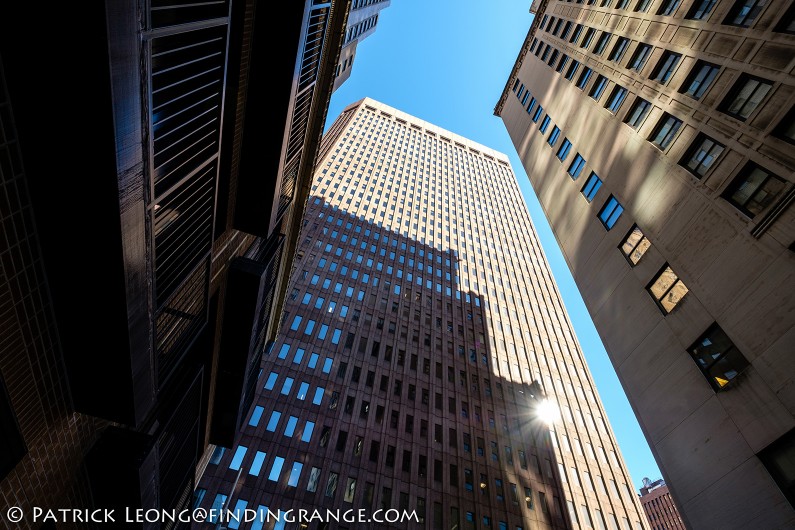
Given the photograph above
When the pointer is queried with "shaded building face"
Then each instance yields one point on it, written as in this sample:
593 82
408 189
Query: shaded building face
657 136
422 332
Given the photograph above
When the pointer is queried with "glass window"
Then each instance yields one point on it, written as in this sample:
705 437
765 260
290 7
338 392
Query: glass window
602 43
785 130
563 150
638 59
591 186
575 65
302 391
306 435
718 358
637 114
289 429
617 53
318 396
553 136
699 79
701 155
744 12
273 421
295 474
665 67
665 131
667 289
598 87
237 459
584 77
617 97
217 507
255 416
544 124
256 465
635 245
610 212
778 458
576 166
745 96
753 190
314 478
700 9
276 469
667 7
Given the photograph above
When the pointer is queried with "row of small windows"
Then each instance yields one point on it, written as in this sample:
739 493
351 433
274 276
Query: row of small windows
612 209
742 13
742 100
356 30
755 188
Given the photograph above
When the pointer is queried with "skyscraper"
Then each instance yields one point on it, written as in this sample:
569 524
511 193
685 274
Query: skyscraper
362 22
659 506
149 207
658 138
422 340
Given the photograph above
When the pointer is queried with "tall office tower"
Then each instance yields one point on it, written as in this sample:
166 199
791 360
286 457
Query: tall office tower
659 506
421 334
166 204
658 138
362 21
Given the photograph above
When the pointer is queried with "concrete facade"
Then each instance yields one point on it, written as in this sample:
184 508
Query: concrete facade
422 331
149 212
362 22
658 138
660 507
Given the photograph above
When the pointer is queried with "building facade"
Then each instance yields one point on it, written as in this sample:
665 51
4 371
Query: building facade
422 338
362 22
659 506
150 213
657 135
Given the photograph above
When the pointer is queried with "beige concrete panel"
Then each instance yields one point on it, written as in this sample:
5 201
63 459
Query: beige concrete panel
600 273
763 308
756 410
745 49
648 362
774 56
702 40
684 36
702 448
777 366
734 267
744 499
722 45
662 409
577 234
699 238
625 319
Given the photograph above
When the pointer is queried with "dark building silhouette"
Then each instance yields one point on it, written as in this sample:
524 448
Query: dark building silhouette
422 332
155 160
362 23
659 506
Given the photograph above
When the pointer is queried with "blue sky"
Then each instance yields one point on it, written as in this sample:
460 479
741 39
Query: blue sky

--------

WORK ORDER — All lines that include the word "blue" must be copied from the material above.

PROBLEM SOLUTION —
When the pointer is queried with "blue sky"
Query: blue sky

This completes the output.